-- Directive --
Copy the listing below, putting "object" in place of every "target" and keeping everything else the same.

___ Records to process ___

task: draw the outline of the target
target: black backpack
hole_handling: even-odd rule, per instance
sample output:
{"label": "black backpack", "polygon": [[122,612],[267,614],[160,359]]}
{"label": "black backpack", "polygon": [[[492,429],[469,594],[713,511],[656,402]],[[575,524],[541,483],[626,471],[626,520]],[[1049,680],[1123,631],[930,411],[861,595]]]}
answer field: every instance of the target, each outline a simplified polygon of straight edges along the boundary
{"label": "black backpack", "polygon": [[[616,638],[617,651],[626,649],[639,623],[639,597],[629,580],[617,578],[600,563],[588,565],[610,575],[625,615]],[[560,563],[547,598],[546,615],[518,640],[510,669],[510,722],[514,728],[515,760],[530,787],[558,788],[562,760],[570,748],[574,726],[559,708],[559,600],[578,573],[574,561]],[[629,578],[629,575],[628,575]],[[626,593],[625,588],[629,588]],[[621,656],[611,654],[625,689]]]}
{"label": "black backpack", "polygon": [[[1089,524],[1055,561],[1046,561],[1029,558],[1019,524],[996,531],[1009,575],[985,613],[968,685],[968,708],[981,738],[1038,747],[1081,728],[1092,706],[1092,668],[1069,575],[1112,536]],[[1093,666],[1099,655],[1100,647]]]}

___

-- Solution below --
task: draw the outline of the object
object: black backpack
hole_handling: even-odd rule, per instance
sample output:
{"label": "black backpack", "polygon": [[122,612],[267,614],[160,359]]}
{"label": "black backpack", "polygon": [[[492,429],[469,594],[713,511],[656,402]],[[575,524],[541,483],[626,471],[626,520]],[[1049,680],[1123,631],[930,411],[861,595]]]}
answer field: every instance of the object, each outline a simplified polygon of straight edges along the boundary
{"label": "black backpack", "polygon": [[[616,638],[617,651],[626,649],[639,623],[639,597],[629,580],[617,578],[600,563],[588,565],[610,575],[625,615]],[[560,563],[547,598],[546,615],[518,640],[510,669],[510,722],[514,728],[515,760],[530,787],[558,788],[562,760],[570,748],[574,726],[559,708],[559,600],[578,573],[574,561]],[[629,578],[629,575],[628,575]],[[626,593],[625,588],[629,588]],[[621,656],[611,654],[625,689]]]}
{"label": "black backpack", "polygon": [[[1089,524],[1055,561],[1046,561],[1029,558],[1019,524],[996,531],[1009,575],[985,613],[968,685],[968,708],[981,738],[1038,747],[1081,728],[1092,706],[1092,668],[1069,575],[1112,536]],[[1093,666],[1099,655],[1100,647]]]}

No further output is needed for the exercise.